Start of Data extract
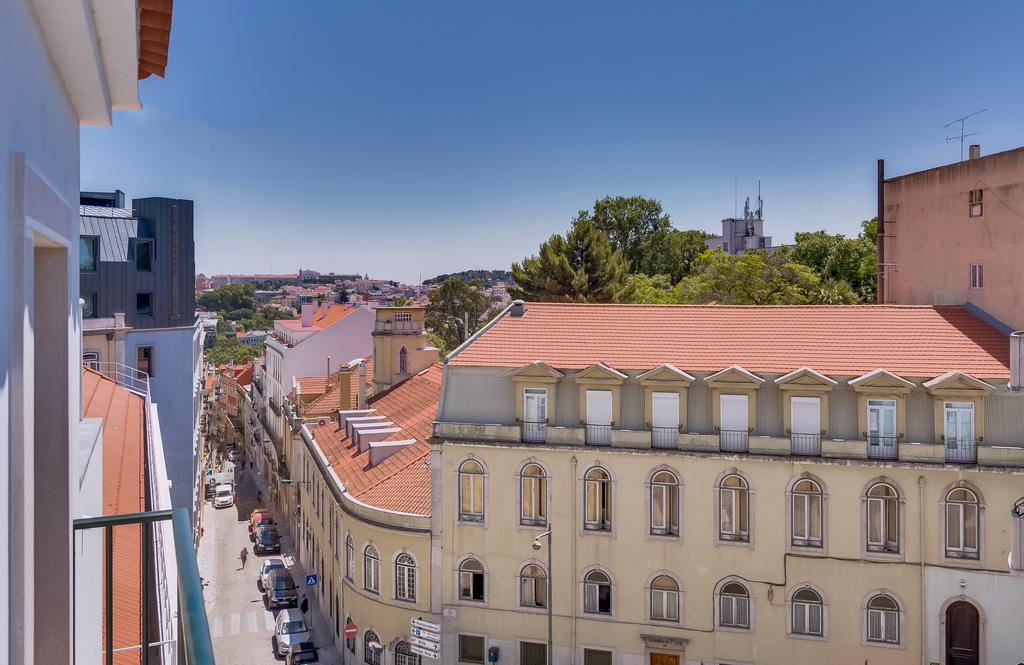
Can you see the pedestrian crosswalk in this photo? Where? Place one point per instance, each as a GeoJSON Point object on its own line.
{"type": "Point", "coordinates": [239, 623]}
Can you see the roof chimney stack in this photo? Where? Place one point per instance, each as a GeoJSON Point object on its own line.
{"type": "Point", "coordinates": [1017, 361]}
{"type": "Point", "coordinates": [307, 314]}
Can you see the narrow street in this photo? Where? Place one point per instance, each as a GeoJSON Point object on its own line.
{"type": "Point", "coordinates": [241, 625]}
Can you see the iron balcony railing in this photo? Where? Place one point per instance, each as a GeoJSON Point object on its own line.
{"type": "Point", "coordinates": [534, 431]}
{"type": "Point", "coordinates": [882, 447]}
{"type": "Point", "coordinates": [598, 434]}
{"type": "Point", "coordinates": [962, 450]}
{"type": "Point", "coordinates": [733, 441]}
{"type": "Point", "coordinates": [664, 437]}
{"type": "Point", "coordinates": [194, 643]}
{"type": "Point", "coordinates": [806, 444]}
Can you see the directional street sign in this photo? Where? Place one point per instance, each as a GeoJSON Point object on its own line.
{"type": "Point", "coordinates": [423, 652]}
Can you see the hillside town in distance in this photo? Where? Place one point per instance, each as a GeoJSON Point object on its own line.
{"type": "Point", "coordinates": [643, 442]}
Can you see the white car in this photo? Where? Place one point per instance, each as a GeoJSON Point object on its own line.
{"type": "Point", "coordinates": [223, 496]}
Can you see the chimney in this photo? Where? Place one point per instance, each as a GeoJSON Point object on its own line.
{"type": "Point", "coordinates": [1017, 361]}
{"type": "Point", "coordinates": [360, 389]}
{"type": "Point", "coordinates": [307, 314]}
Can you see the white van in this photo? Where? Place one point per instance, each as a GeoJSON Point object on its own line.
{"type": "Point", "coordinates": [223, 497]}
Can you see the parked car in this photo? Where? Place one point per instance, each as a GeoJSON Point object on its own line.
{"type": "Point", "coordinates": [223, 496]}
{"type": "Point", "coordinates": [304, 652]}
{"type": "Point", "coordinates": [290, 629]}
{"type": "Point", "coordinates": [259, 517]}
{"type": "Point", "coordinates": [266, 540]}
{"type": "Point", "coordinates": [268, 567]}
{"type": "Point", "coordinates": [280, 589]}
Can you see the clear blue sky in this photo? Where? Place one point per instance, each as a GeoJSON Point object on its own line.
{"type": "Point", "coordinates": [400, 138]}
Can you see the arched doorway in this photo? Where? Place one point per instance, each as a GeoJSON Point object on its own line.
{"type": "Point", "coordinates": [962, 634]}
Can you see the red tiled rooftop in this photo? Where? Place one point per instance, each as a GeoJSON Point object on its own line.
{"type": "Point", "coordinates": [124, 492]}
{"type": "Point", "coordinates": [400, 483]}
{"type": "Point", "coordinates": [844, 340]}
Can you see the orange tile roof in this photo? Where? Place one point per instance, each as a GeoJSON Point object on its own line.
{"type": "Point", "coordinates": [920, 341]}
{"type": "Point", "coordinates": [124, 492]}
{"type": "Point", "coordinates": [400, 483]}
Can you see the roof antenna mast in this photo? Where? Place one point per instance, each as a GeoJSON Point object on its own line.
{"type": "Point", "coordinates": [962, 136]}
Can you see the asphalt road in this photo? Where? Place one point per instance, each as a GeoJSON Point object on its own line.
{"type": "Point", "coordinates": [240, 624]}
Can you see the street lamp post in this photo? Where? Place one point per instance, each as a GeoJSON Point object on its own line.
{"type": "Point", "coordinates": [548, 598]}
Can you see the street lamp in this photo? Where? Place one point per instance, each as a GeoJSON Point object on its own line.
{"type": "Point", "coordinates": [549, 599]}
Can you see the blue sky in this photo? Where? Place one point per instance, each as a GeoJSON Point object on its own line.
{"type": "Point", "coordinates": [406, 138]}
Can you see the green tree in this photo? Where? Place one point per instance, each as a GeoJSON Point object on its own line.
{"type": "Point", "coordinates": [452, 304]}
{"type": "Point", "coordinates": [630, 223]}
{"type": "Point", "coordinates": [755, 278]}
{"type": "Point", "coordinates": [582, 266]}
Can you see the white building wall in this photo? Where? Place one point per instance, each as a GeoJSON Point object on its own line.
{"type": "Point", "coordinates": [999, 598]}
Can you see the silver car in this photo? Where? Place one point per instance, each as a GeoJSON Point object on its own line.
{"type": "Point", "coordinates": [290, 629]}
{"type": "Point", "coordinates": [268, 567]}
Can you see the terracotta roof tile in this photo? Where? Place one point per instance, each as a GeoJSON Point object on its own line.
{"type": "Point", "coordinates": [124, 492]}
{"type": "Point", "coordinates": [911, 340]}
{"type": "Point", "coordinates": [401, 482]}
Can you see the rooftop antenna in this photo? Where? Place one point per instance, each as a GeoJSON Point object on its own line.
{"type": "Point", "coordinates": [962, 136]}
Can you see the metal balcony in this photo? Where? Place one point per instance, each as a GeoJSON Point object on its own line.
{"type": "Point", "coordinates": [962, 450]}
{"type": "Point", "coordinates": [805, 444]}
{"type": "Point", "coordinates": [664, 437]}
{"type": "Point", "coordinates": [733, 441]}
{"type": "Point", "coordinates": [193, 643]}
{"type": "Point", "coordinates": [882, 447]}
{"type": "Point", "coordinates": [534, 431]}
{"type": "Point", "coordinates": [598, 434]}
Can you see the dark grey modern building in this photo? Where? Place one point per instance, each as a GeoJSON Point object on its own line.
{"type": "Point", "coordinates": [137, 281]}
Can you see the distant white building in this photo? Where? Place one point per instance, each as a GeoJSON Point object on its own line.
{"type": "Point", "coordinates": [742, 234]}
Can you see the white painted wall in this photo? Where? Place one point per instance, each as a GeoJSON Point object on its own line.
{"type": "Point", "coordinates": [999, 598]}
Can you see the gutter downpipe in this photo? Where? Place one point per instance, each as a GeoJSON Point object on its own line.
{"type": "Point", "coordinates": [572, 580]}
{"type": "Point", "coordinates": [924, 610]}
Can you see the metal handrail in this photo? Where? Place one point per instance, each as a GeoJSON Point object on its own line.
{"type": "Point", "coordinates": [195, 626]}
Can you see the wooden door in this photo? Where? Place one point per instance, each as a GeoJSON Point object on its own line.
{"type": "Point", "coordinates": [664, 659]}
{"type": "Point", "coordinates": [962, 634]}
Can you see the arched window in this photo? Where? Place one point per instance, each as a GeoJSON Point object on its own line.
{"type": "Point", "coordinates": [350, 641]}
{"type": "Point", "coordinates": [665, 504]}
{"type": "Point", "coordinates": [883, 518]}
{"type": "Point", "coordinates": [349, 558]}
{"type": "Point", "coordinates": [664, 598]}
{"type": "Point", "coordinates": [734, 606]}
{"type": "Point", "coordinates": [471, 491]}
{"type": "Point", "coordinates": [808, 615]}
{"type": "Point", "coordinates": [883, 620]}
{"type": "Point", "coordinates": [372, 648]}
{"type": "Point", "coordinates": [404, 577]}
{"type": "Point", "coordinates": [532, 586]}
{"type": "Point", "coordinates": [471, 580]}
{"type": "Point", "coordinates": [534, 496]}
{"type": "Point", "coordinates": [597, 593]}
{"type": "Point", "coordinates": [962, 524]}
{"type": "Point", "coordinates": [371, 570]}
{"type": "Point", "coordinates": [734, 504]}
{"type": "Point", "coordinates": [597, 488]}
{"type": "Point", "coordinates": [403, 655]}
{"type": "Point", "coordinates": [807, 513]}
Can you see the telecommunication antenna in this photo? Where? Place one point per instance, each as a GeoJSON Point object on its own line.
{"type": "Point", "coordinates": [962, 136]}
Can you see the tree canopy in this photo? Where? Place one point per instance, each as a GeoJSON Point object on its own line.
{"type": "Point", "coordinates": [451, 304]}
{"type": "Point", "coordinates": [580, 266]}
End of Data extract
=== Problem statement ===
Each record above should come back exactly the same, only without its pictures.

=== Exercise answer ===
Can you see the pedestrian crosswalk in this photo? Where? Place one point per instance, each as a GeoJSON Point object on its own line.
{"type": "Point", "coordinates": [239, 623]}
Can you see the roof chimney stack in this photo? Where? Place one point per instance, each as a GeoJSON Point object on its own line.
{"type": "Point", "coordinates": [1017, 361]}
{"type": "Point", "coordinates": [307, 314]}
Can you see the narrow street in this photo? Where? Place one point per instance, each as a GeoJSON Point object on its own line.
{"type": "Point", "coordinates": [241, 625]}
Can you see the iron balcony railing in this photo? Where? Place one point per instance, each as a GeoJSON Point object on its own line.
{"type": "Point", "coordinates": [534, 431]}
{"type": "Point", "coordinates": [882, 447]}
{"type": "Point", "coordinates": [598, 434]}
{"type": "Point", "coordinates": [962, 450]}
{"type": "Point", "coordinates": [733, 441]}
{"type": "Point", "coordinates": [664, 437]}
{"type": "Point", "coordinates": [194, 643]}
{"type": "Point", "coordinates": [806, 444]}
Can you see the directional street sign in this photo? Where? Place one point per instance, each as a GeoJSON Point object on its own line.
{"type": "Point", "coordinates": [423, 652]}
Can you see the hillside town in distance in this photo? Where? Place one point per instance, each as a GeoJSON Point object on its own line.
{"type": "Point", "coordinates": [643, 442]}
Can you see the white car in this photo? Where? Place one point per instance, each as a GeoJSON Point object on its own line.
{"type": "Point", "coordinates": [223, 496]}
Can you see the chimney in this photo? Where? Place one point per instance, each as a GeoJSON Point object on its own line.
{"type": "Point", "coordinates": [1017, 361]}
{"type": "Point", "coordinates": [360, 389]}
{"type": "Point", "coordinates": [307, 314]}
Can you see the white van in this photo? Where? Place one point per instance, each as a GeoJSON Point object on its own line.
{"type": "Point", "coordinates": [223, 497]}
Can you see the parked car in this photo? Where? Place one point per instance, each as a GeoJSON Point object on its own line.
{"type": "Point", "coordinates": [223, 496]}
{"type": "Point", "coordinates": [304, 652]}
{"type": "Point", "coordinates": [290, 629]}
{"type": "Point", "coordinates": [259, 517]}
{"type": "Point", "coordinates": [266, 540]}
{"type": "Point", "coordinates": [268, 567]}
{"type": "Point", "coordinates": [280, 589]}
Can you see the clear blue sky in this photo? Where? Place one point per instance, each as a GeoJSON Point object on its own line.
{"type": "Point", "coordinates": [400, 138]}
Can you see the arched doorway in this photo? Where? Place one point per instance, each as a GeoJSON Point object on its own line.
{"type": "Point", "coordinates": [962, 634]}
Can you see the red tiled rooftop in this photo? Where? Place one point per instance, each as a GeoJSON Point object on its own line.
{"type": "Point", "coordinates": [124, 492]}
{"type": "Point", "coordinates": [400, 483]}
{"type": "Point", "coordinates": [844, 340]}
Can you see the orange tile roof in this photo? Where? Place one point per instance, each as a GeoJSON Point object on its own line.
{"type": "Point", "coordinates": [920, 341]}
{"type": "Point", "coordinates": [124, 492]}
{"type": "Point", "coordinates": [400, 483]}
Can you see the roof antenna mast in this photo? Where? Place one point per instance, each as a GeoJSON Point object on its own line.
{"type": "Point", "coordinates": [962, 136]}
Can you see the asphalt road in this photo? Where? Place one point per instance, each as a GeoJSON Point object on its own line.
{"type": "Point", "coordinates": [240, 624]}
Can you see the street lamp post in this photo? Where? Place one point per instance, each as a GeoJSON Point object on its own line.
{"type": "Point", "coordinates": [548, 598]}
Can you see the street lamp in this photo? Where? Place one point per instance, each as a GeoJSON Point object on its own line.
{"type": "Point", "coordinates": [549, 599]}
Can you see the blue sky in this photo? Where? Place one point per instance, each as a GeoJSON Point object on its own line.
{"type": "Point", "coordinates": [406, 138]}
Can you see the green tree in this photo? Where? Place one point per instance, each as a GeoJSON Point object on its own line.
{"type": "Point", "coordinates": [452, 304]}
{"type": "Point", "coordinates": [630, 223]}
{"type": "Point", "coordinates": [755, 278]}
{"type": "Point", "coordinates": [582, 266]}
Can you see the white building wall in this photo? Where? Place one point per instance, each as a GeoJSON Point object on its own line.
{"type": "Point", "coordinates": [999, 598]}
Can you see the silver car in this photo? Where? Place one point per instance, each as a GeoJSON Point object on its own line.
{"type": "Point", "coordinates": [290, 629]}
{"type": "Point", "coordinates": [268, 567]}
Can you see the terracotta roof tile in this photo? Where? Place one point per instance, each as a GeoJSON Point object on its own line.
{"type": "Point", "coordinates": [124, 492]}
{"type": "Point", "coordinates": [911, 340]}
{"type": "Point", "coordinates": [401, 482]}
Can you see the rooftop antenna in this photo? Where? Place one point per instance, each as a GeoJSON Point object on its own line.
{"type": "Point", "coordinates": [962, 136]}
Can you see the metal balcony in this photo? Where? Place one point per instance, each as a GeoJSON Point object on its own line.
{"type": "Point", "coordinates": [962, 450]}
{"type": "Point", "coordinates": [805, 444]}
{"type": "Point", "coordinates": [664, 437]}
{"type": "Point", "coordinates": [733, 441]}
{"type": "Point", "coordinates": [193, 643]}
{"type": "Point", "coordinates": [882, 447]}
{"type": "Point", "coordinates": [534, 431]}
{"type": "Point", "coordinates": [598, 434]}
Can you see the dark grey modern building in this photo? Where? Place one point per instance, each as a GeoJSON Point object on its own line.
{"type": "Point", "coordinates": [137, 281]}
Can you see the distant white building in this photo? Where? Place one point per instance, each as a GeoJSON Point object on its own line.
{"type": "Point", "coordinates": [742, 234]}
Can you see the white painted wall in this photo? Where? Place one point per instance, each as a GeoJSON Point object on its own line.
{"type": "Point", "coordinates": [999, 598]}
Can you see the gutter downpipe in this photo? Where? Place one point per instance, each as a GeoJSON Point object on its own line.
{"type": "Point", "coordinates": [572, 580]}
{"type": "Point", "coordinates": [924, 610]}
Can you see the metal handrail in this photo? Where? Place one point per instance, each as a GeoJSON Point object on its own line.
{"type": "Point", "coordinates": [195, 626]}
Can you see the wooden door in this photo? Where? Place one point per instance, each as a GeoJSON Point object on its own line.
{"type": "Point", "coordinates": [664, 659]}
{"type": "Point", "coordinates": [962, 634]}
Can you see the arched window in this photo? Where? Place one point per instance, each as a GeoJSON Point object on its own line.
{"type": "Point", "coordinates": [350, 641]}
{"type": "Point", "coordinates": [665, 504]}
{"type": "Point", "coordinates": [883, 518]}
{"type": "Point", "coordinates": [349, 558]}
{"type": "Point", "coordinates": [664, 598]}
{"type": "Point", "coordinates": [734, 606]}
{"type": "Point", "coordinates": [471, 491]}
{"type": "Point", "coordinates": [808, 615]}
{"type": "Point", "coordinates": [883, 620]}
{"type": "Point", "coordinates": [372, 648]}
{"type": "Point", "coordinates": [404, 577]}
{"type": "Point", "coordinates": [532, 586]}
{"type": "Point", "coordinates": [471, 580]}
{"type": "Point", "coordinates": [534, 496]}
{"type": "Point", "coordinates": [597, 593]}
{"type": "Point", "coordinates": [962, 524]}
{"type": "Point", "coordinates": [371, 570]}
{"type": "Point", "coordinates": [734, 504]}
{"type": "Point", "coordinates": [597, 488]}
{"type": "Point", "coordinates": [403, 655]}
{"type": "Point", "coordinates": [807, 513]}
Can you see the telecommunication antenna in this photo? Where? Place one point per instance, each as a GeoJSON Point object on its own line.
{"type": "Point", "coordinates": [962, 136]}
Can you see the tree canopy in this photo? Where? Place one point per instance, each as a GeoJSON Point object on its own line.
{"type": "Point", "coordinates": [451, 304]}
{"type": "Point", "coordinates": [580, 266]}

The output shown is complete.